### REQUIRED WORK
Substitute "underground mine" for "open pit mine" and reproduce the passage of the Argyle pink diamond article from "The Argyle Diamond" up to and including "diamonds as well.".

+++ SOURCE

Australian Argyle Pink Diamonds: a beautiful and rare choice for your wedding or investment
The Australian pink diamond is among the most beautiful of fancy coloured diamonds and also truly rare. When set in a piece of jewellery it will enhance it and give it a very unique look. Those who have a keen eye and appreciation for all things precious and rare will choose to purchase it as an investment.
However, not a lot is known about this beautiful diamond; why is it so rare? How does it get its colour? And how can you be sure that the diamond is genuinely an Argyle Pink?
Origin & Rarity
Pink diamonds have been known to originate in India, Brazil, Russia and Australia among other countries. Ever since Australia’s Argyle Diamond Mine commenced its operations in the mid-1980s, it has supplied 90% of the world’s pink diamonds and they remain the best and rarest in quality.
The Argyle Diamond Mine is located in the remote East-Kimberley region in the north-western part of Western Australia, approximately 3040kms from Perth. Owned by Rio Tinto, it commenced operations in December 1985 as an open pit mine. While the vast majority of the diamonds coming out of Argyle are industrial grade and low-grade gem-quality diamonds, it produces a very small quantity of high quality colourless (white) diamonds as well.
Most importantly, Argyle also became the world’s best supply of natural fancy coloured diamonds including yellow, champagne, cognac, blue, and the most coveted pink diamonds. Argyle’s pink diamonds comprise only 0.1% of its total output, and that is the largest quantity of pinks coming out of a mine – anywhere in the world!
Argyle is able to produce the various beautiful natural fancy coloured diamonds due to one unique factor that differentiates this mine from almost every other mine in the world. The host rock structure of the East Kimberley region is lamporite, not kimberlite as is the case with most other mines in the world. The pink colour arises due to a naturally occurring defect in the molecular lattice structure of the diamond rough which gives it the pink colour.
Grading a Pink Diamond
Pink diamonds are graded on the same 4C’s as a colourless diamond – carat weight, clarity, colour and cut. But there are different interpretations of the 4C’s in the case of fancy coloured diamonds. For the purpose of trying to keep this article simple and as non-technical as possible, I will only focus on two of the 4C’s – clarity and colour. Anyone wishing to enquire further about any of the 4C’s are welcome to contact us.

++++++
+++ RECORD EXCERPTS

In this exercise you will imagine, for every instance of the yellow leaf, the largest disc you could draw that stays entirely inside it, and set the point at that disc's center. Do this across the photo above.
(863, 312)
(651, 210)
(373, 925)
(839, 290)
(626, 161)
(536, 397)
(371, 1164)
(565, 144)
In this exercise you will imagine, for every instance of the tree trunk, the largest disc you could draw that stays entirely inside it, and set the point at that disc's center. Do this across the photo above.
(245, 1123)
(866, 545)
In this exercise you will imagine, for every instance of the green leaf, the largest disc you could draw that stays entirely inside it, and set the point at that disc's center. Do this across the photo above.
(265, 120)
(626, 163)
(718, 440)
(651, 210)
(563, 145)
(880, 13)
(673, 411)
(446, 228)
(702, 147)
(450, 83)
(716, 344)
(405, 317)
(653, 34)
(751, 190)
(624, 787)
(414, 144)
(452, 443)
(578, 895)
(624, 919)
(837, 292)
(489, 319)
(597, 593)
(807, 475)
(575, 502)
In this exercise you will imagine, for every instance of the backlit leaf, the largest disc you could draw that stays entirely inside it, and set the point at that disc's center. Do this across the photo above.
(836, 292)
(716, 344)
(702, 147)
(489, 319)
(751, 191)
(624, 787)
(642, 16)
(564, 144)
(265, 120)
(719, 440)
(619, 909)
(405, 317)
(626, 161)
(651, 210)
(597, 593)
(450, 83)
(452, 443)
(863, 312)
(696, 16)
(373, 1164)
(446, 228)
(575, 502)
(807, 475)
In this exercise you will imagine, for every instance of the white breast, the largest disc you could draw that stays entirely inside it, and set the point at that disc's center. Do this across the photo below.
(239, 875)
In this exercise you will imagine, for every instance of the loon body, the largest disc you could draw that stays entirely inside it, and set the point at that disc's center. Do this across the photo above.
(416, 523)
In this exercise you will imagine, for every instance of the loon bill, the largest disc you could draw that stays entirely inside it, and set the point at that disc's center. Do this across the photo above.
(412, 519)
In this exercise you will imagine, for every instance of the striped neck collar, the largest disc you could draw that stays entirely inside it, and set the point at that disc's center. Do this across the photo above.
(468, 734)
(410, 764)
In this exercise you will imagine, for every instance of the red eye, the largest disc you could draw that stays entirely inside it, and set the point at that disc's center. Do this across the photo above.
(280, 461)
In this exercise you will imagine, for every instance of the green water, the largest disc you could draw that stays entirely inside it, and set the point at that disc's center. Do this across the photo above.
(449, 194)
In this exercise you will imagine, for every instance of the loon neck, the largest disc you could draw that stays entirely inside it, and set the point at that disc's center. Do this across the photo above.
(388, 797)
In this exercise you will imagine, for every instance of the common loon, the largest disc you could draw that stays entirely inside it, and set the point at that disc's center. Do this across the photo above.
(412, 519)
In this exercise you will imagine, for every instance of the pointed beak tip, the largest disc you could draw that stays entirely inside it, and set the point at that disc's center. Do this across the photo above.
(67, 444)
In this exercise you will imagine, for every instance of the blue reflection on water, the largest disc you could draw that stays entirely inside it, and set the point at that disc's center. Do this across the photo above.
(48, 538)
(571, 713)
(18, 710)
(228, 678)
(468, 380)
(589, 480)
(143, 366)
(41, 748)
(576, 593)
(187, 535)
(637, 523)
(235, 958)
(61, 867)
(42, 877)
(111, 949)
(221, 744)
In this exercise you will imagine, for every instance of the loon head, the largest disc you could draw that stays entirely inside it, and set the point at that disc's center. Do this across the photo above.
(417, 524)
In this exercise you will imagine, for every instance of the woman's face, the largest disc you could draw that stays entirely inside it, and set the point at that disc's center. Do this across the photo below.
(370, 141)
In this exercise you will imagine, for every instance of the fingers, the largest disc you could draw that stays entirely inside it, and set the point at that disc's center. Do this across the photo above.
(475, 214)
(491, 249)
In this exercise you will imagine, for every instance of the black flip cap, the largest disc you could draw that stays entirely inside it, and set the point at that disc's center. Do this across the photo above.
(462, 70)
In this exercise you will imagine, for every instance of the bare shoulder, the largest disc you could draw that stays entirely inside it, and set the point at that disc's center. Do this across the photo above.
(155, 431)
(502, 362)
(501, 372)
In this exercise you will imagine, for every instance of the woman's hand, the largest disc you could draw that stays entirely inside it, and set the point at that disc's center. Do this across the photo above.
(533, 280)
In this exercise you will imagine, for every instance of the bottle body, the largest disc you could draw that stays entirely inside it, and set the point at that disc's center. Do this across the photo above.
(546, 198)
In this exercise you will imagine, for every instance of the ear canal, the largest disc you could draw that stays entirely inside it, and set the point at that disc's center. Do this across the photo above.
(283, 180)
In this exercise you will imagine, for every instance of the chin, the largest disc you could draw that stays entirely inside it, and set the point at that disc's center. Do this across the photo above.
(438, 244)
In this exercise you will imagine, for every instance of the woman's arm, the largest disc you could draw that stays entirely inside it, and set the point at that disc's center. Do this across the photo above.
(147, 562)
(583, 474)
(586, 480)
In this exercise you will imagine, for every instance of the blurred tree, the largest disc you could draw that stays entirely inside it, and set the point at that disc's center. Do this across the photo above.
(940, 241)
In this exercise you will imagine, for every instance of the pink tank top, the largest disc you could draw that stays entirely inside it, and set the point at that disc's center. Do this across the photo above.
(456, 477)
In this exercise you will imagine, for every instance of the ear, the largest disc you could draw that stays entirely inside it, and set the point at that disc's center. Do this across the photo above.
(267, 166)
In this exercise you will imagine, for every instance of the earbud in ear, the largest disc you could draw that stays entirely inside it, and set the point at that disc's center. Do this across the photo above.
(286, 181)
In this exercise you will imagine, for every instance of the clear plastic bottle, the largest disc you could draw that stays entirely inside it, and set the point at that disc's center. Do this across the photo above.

++++++

### RESPONSE TO THIS TASK
The Argyle Diamond Mine is located in the remote East-Kimberley region in the north-western part of Western Australia, approximately 3040kms from Perth. Owned by Rio Tinto, it commenced operations in December 1985 as an underground mine. While the vast majority of the diamonds coming out of Argyle are industrial grade and low-grade gem-quality diamonds, it produces a very small quantity of high quality colourless (white) diamonds as well.